**WHAT IS ASKED:**
a. The Samba DNS text lists its simplified current configuration as bullet points. Give each of those bullet points.
b. Copy the part of the Samba DNS text that runs from "We have an issue" up to and including "so many DCs).".

+++ EXTRACTED TEXT +++

4

We have an issue we’ve been struggling with for quite some time since we rolled out 10 Samba4 domain controllers at our main office and all remote sites about 3 years ago.

Simplified Current Configuration:

  • 2 DCs at main site with internal DNS using subdomain ad.companyname.com
  • 2 BIND CentOS servers serving all intranet DNS requests — main zone: companyname.com
  • 2 BIND CentOS servers serving all external site DNS requests — main zone: companyname.com

In this configuration, we have configured the internal BIND servers to have the S4 AD DCs internal DNS as authoritative for ad.companyname.com, so clients connected to the BIND servers can resolve anything Samba needs them to. This allows all client machines on the LAN to resolve any dynamic DNS address AD creates, join the domain, etc, and it’s easy to configure when provisioning new DCs. (This is important with so many DCs).

When we provision servers which are bound to the domain, clients access them via DNS entries configured on the main BIND DNS servers, so they have addresses like hostname.companyname.com, which clients use to connect to the servers/services. They also have ad.companyname.com hostnames created by S4 internal DNS, but we don’t point clients at those names.

+++ PROVIDED RECORDS +++

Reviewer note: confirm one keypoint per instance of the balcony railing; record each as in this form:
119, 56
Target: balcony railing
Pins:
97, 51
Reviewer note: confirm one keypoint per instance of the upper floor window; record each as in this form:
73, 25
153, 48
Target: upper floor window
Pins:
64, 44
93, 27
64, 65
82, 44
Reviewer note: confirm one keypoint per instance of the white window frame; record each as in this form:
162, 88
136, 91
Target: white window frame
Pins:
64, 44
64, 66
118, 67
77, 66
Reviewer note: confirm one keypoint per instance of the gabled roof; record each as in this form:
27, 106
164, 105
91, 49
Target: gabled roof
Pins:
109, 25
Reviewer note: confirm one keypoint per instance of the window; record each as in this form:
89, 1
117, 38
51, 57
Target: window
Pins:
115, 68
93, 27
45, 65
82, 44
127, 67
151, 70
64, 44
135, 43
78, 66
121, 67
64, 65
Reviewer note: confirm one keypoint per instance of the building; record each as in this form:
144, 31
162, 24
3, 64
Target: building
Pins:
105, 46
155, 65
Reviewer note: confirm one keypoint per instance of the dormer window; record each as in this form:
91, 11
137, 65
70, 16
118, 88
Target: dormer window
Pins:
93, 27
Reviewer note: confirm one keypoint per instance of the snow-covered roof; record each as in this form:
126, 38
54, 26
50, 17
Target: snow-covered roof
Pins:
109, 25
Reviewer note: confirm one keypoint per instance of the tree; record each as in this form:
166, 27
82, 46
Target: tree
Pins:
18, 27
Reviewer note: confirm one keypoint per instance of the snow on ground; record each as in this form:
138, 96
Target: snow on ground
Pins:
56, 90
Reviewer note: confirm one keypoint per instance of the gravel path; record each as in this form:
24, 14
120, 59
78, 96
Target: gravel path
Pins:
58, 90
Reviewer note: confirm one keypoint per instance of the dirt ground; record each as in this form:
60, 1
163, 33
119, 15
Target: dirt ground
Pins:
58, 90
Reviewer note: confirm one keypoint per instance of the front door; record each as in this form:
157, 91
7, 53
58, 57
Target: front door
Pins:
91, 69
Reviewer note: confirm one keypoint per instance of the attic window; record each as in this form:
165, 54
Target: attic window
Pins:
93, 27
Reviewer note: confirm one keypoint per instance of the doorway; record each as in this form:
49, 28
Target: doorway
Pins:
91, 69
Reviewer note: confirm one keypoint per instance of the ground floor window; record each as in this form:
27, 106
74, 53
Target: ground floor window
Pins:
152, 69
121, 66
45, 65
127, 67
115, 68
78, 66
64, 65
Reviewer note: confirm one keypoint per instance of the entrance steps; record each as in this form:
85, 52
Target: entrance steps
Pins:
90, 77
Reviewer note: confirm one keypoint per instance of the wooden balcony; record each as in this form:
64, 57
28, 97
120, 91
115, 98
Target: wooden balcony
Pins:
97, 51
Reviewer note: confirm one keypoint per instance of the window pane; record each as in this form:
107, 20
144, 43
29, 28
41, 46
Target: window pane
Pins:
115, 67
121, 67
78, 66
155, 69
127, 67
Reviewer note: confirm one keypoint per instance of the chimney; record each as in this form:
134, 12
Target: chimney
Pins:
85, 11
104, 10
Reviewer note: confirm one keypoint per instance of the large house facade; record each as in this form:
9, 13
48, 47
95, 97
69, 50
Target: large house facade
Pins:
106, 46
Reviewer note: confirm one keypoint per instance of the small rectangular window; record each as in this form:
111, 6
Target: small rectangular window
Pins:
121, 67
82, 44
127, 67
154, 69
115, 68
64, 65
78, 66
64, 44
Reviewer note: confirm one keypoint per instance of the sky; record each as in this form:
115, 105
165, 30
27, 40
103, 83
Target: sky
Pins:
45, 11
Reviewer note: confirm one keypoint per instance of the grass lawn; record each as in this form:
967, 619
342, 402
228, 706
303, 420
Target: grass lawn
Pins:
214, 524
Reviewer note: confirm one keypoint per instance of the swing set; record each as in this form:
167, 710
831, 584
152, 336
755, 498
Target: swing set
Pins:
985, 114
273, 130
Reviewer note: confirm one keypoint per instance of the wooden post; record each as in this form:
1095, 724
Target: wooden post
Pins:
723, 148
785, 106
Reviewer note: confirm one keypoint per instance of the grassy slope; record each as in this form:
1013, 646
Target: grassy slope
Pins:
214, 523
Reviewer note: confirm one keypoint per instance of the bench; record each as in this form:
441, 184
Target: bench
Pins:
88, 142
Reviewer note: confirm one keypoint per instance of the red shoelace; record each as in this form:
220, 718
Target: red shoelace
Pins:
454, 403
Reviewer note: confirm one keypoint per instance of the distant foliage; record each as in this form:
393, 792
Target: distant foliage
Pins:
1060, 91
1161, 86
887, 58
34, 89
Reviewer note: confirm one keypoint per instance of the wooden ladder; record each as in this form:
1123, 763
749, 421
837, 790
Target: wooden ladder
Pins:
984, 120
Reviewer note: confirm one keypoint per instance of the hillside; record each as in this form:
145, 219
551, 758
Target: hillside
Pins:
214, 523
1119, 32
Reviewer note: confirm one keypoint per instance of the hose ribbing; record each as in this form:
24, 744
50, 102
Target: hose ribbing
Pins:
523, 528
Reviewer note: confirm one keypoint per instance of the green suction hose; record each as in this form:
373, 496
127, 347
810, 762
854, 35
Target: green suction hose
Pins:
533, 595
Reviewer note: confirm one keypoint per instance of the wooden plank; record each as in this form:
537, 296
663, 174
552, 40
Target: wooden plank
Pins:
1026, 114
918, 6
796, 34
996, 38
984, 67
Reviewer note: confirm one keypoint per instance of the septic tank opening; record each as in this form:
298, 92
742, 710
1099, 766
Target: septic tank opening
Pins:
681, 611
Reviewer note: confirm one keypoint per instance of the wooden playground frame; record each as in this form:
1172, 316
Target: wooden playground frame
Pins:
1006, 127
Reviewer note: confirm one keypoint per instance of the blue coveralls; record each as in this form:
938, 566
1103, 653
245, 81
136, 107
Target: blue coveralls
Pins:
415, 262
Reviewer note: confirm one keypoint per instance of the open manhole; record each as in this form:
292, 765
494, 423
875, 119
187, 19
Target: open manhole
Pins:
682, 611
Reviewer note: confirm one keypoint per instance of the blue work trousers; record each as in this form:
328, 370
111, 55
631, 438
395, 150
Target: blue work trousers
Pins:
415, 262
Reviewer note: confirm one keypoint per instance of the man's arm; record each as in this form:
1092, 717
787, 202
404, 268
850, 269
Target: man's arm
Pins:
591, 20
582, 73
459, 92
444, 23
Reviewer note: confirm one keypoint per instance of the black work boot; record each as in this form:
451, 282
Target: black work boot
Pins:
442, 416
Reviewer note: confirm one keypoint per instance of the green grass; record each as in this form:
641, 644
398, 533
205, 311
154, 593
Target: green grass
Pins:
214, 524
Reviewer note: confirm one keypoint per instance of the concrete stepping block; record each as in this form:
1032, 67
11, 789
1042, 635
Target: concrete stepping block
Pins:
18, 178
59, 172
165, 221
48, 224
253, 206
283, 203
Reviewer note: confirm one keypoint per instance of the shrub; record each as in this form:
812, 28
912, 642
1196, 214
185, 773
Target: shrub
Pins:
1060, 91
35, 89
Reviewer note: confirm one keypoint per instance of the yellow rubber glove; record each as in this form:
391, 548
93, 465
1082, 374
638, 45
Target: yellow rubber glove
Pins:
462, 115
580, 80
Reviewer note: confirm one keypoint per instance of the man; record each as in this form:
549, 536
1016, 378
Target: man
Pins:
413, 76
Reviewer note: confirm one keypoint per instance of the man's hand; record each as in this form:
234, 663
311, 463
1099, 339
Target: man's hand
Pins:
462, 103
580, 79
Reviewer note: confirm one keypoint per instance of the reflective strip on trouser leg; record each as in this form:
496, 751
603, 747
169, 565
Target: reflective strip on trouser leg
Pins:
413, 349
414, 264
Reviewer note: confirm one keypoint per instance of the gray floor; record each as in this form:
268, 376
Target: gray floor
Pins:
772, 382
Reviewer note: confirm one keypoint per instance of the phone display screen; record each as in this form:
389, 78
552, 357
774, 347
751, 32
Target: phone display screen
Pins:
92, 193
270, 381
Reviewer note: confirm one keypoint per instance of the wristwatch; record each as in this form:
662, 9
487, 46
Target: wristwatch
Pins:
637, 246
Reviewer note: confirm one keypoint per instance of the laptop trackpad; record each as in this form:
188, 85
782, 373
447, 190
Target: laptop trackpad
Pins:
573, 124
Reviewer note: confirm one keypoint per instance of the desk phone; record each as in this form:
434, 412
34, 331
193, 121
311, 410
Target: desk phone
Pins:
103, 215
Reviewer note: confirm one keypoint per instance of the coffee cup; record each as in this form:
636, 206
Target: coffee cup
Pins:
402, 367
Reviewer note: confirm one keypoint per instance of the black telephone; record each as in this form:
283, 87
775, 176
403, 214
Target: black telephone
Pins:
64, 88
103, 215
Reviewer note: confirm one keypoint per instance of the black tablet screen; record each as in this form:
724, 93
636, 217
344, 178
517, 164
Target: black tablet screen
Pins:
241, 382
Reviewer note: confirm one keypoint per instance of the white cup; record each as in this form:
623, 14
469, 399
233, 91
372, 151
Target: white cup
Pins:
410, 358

+++

**SOLUTIONS TO THE PROBLEMS:**
a.
- 2 DCs at main site with internal DNS using subdomain ad.companyname.com
- 2 BIND CentOS servers serving all intranet DNS requests — main zone: companyname.com
- 2 BIND CentOS servers serving all external site DNS requests — main zone: companyname.com

b.
We have an issue we’ve been struggling with for quite some time since we rolled out 10 Samba4 domain controllers at our main office and all remote sites about 3 years ago.

Simplified Current Configuration:

  • 2 DCs at main site with internal DNS using subdomain ad.companyname.com
  • 2 BIND CentOS servers serving all intranet DNS requests — main zone: companyname.com
  • 2 BIND CentOS servers serving all external site DNS requests — main zone: companyname.com

In this configuration, we have configured the internal BIND servers to have the S4 AD DCs internal DNS as authoritative for ad.companyname.com, so clients connected to the BIND servers can resolve anything Samba needs them to. This allows all client machines on the LAN to resolve any dynamic DNS address AD creates, join the domain, etc, and it’s easy to configure when provisioning new DCs. (This is important with so many DCs).